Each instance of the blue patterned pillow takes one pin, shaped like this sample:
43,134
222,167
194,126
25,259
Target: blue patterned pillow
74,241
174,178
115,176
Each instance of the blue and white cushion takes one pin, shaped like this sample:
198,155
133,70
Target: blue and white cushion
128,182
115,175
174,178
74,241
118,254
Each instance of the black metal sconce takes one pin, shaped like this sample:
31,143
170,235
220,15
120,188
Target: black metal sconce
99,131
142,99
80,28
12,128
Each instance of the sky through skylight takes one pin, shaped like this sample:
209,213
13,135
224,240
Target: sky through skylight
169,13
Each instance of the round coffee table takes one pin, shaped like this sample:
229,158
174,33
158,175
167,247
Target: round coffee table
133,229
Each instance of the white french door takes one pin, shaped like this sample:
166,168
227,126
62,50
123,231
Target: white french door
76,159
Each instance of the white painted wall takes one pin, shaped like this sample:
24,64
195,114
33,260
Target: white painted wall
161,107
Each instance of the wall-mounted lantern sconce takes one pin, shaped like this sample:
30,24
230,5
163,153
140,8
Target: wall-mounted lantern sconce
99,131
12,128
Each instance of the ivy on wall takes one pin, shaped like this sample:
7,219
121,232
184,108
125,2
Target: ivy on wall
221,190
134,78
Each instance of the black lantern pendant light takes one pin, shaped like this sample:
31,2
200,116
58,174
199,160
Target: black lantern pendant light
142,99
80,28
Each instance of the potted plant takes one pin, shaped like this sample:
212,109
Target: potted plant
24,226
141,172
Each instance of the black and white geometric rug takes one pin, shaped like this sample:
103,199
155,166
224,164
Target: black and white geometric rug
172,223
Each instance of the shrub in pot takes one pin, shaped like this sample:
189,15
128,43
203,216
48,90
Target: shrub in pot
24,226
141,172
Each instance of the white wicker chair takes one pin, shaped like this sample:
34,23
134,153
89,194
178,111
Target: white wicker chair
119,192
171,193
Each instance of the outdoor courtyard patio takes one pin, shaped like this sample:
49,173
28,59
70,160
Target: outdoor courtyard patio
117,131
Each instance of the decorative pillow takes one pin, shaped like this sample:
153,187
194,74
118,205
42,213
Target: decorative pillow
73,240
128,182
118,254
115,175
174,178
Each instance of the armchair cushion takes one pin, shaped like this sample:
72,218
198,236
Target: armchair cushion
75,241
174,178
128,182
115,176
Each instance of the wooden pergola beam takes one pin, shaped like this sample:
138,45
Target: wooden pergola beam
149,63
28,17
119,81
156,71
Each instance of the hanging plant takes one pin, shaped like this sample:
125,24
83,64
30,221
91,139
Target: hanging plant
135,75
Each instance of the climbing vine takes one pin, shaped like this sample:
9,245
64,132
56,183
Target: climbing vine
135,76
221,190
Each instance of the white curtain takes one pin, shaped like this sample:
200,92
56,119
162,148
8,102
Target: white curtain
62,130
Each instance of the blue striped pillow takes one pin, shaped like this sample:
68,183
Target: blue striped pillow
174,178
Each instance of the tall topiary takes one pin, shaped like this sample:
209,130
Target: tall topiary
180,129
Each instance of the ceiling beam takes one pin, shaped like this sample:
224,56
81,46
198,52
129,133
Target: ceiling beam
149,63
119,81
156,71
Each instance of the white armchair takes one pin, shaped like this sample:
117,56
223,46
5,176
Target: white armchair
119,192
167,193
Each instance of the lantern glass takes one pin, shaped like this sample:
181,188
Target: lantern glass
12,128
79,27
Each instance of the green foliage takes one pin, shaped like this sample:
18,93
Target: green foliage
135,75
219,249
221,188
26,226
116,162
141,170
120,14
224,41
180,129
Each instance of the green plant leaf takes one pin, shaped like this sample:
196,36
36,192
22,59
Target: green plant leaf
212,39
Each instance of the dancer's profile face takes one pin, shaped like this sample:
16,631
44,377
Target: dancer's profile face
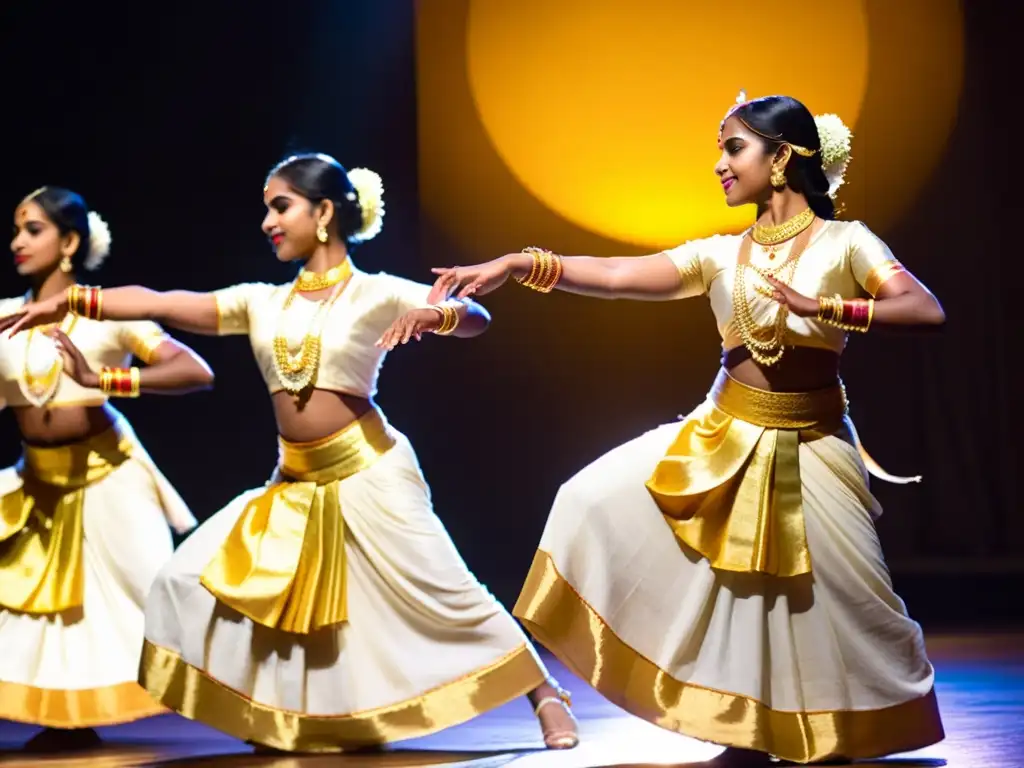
744,167
291,221
38,245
------------------------
## GIVEN PROBLEM
Write out word for word every line from the line with "Each instance of the ceiling" through the final line of the records, both included, skipping the pictures.

## EXERCISE SOLUTION
Each instance of the ceiling beam takes one pin, shaped like this sample:
224,56
81,46
198,52
129,133
Target: ceiling beam
149,63
119,81
156,71
Each instance of the white armchair takes one pin, shaped like this sample:
117,56
223,46
5,176
Target: white armchair
119,192
167,193
Each instance of the lantern glass takes one pin, shaped like this sample:
181,188
Target: lantern glass
12,128
79,27
Each instance of the green foliage takes one pin, shaped like this sample:
18,93
Target: green foliage
135,75
219,249
221,188
26,226
116,162
141,170
120,14
224,41
180,129
Each instance of the green plant leaf takes one pin, shaped like this sample:
196,36
36,192
22,59
Target: green plant leaf
212,39
Each instance of the dancer's profile face takes one pin, shaped like this sample:
16,631
44,377
Target: dancer's profile face
744,167
291,221
38,245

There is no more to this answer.